---------- TEXTO PROPUESTO
Pocas cosas nos hacen comprender rápida y gráficamente la esencia del tiempo. Gran parte del mundo que te envuelve cambia contigo. Produce la ilusión de que sigues en el mismo lugar que hace años. Pero hay ciertos elementos que, con su inmovilidad, te señalan los límites de la existencia. Los ciclos. Lo que empieza y lo que acaba.
Como las estatuas.
Este busto representa a un príncipe de la época julio-claudia. Fue hallado en el teatro de Tarraco. Y constituye desde hace muchos años una de las piezas señaladas del fondo de escultura romana del Museu Arqueològic nacional de Tarragona (http://www.mnat.cat/).
Lo visité de pequeño, a las nueve o diez años. Con la máquina colgando al cuello. Y posé de esta manera por imperativo de mi padre. Al menos lo deduzco por mi expresión. Cincuenta años después, he vuelto de nuevo. Ahora con otra pinta y sin máquina, sólo con el móvil.
Cuántas cosas han cambiado. Pero, en un contraste absoluto con la fugacidad de lo orgánico, la estatua sigue igual.
--------------------
---------- MATERIAL PARA EXAMINAR
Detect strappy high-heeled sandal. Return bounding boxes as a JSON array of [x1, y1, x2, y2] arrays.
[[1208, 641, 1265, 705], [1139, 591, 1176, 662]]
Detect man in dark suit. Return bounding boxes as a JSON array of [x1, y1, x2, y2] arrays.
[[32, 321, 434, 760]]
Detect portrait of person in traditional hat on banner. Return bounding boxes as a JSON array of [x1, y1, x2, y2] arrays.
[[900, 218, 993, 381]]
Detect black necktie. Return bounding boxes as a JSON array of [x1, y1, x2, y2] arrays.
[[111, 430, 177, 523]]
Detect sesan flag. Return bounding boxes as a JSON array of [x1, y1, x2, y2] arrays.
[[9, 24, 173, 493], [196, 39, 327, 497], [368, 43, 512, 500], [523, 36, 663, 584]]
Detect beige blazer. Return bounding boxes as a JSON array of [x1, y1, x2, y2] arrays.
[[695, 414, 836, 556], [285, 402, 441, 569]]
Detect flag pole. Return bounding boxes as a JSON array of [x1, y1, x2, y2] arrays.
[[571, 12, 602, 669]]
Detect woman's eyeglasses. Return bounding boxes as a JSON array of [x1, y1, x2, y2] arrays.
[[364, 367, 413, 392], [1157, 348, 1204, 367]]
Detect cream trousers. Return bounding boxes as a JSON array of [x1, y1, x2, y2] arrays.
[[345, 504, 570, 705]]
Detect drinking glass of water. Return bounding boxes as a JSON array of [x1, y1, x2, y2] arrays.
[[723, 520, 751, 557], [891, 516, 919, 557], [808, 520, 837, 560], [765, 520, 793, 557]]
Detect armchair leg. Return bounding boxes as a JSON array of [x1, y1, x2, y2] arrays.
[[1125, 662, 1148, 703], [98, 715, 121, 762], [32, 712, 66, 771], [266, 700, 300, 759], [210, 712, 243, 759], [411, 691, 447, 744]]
--------------------
PREGUNTAS DE ESTUDIO -
#1 Traduce al inglés esta oración del texto sobre el busto: "Pero, en un contraste absoluto con la fugacidad de lo orgánico, la estatua sigue igual."
#2 Transcribe del texto sobre el busto todo lo que va desde "Pocas cosas nos" hasta "lo que acaba.".

CONJUNTO DE RESPUESTAS -
#1 But, in absolute contrast to the fleetingness of the organic, the statue remains the same.

#2
Pocas cosas nos hacen comprender rápida y gráficamente la esencia del tiempo. Gran parte del mundo que te envuelve cambia contigo. Produce la ilusión de que sigues en el mismo lugar que hace años. Pero hay ciertos elementos que, con su inmovilidad, te señalan los límites de la existencia. Los ciclos. Lo que empieza y lo que acaba.